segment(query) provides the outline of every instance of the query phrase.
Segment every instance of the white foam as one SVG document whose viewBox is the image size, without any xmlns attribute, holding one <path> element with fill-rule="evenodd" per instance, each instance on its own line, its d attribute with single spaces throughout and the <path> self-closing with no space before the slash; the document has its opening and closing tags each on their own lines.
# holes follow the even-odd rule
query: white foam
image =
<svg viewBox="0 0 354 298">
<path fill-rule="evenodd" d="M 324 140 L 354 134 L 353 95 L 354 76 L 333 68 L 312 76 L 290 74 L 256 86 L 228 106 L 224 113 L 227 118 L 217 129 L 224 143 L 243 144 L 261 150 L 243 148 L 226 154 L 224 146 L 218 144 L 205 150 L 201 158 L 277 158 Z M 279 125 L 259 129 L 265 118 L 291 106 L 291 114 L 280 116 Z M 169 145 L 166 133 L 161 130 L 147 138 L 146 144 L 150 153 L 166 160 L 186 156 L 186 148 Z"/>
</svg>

☆ ☆ ☆ ☆ ☆

Challenge. Copy the lines above, swapping each "white foam" for "gray foam" and leaving everything else untouched.

Reply.
segment(query) provides the outline of every instance of the query phrase.
Segment every instance of the gray foam as one SVG document whose viewBox is the image size, without any xmlns attribute, holding one <path> element with fill-rule="evenodd" per instance, each instance on its own line, its d attribute with single spaces throughout and the <path> self-closing with no space before the slash; the document has its opening and closing tags each on their own lines.
# holes follow the even-odd rule
query: gray foam
image =
<svg viewBox="0 0 354 298">
<path fill-rule="evenodd" d="M 324 140 L 354 134 L 353 95 L 354 76 L 333 68 L 312 76 L 290 74 L 256 86 L 228 106 L 224 113 L 227 118 L 217 129 L 224 143 L 243 144 L 261 150 L 243 148 L 226 154 L 224 146 L 218 144 L 205 150 L 201 158 L 277 158 Z M 279 125 L 259 129 L 265 118 L 291 106 L 291 114 L 280 116 Z M 169 145 L 166 133 L 161 130 L 147 138 L 146 144 L 150 153 L 166 160 L 186 156 L 186 148 Z"/>
</svg>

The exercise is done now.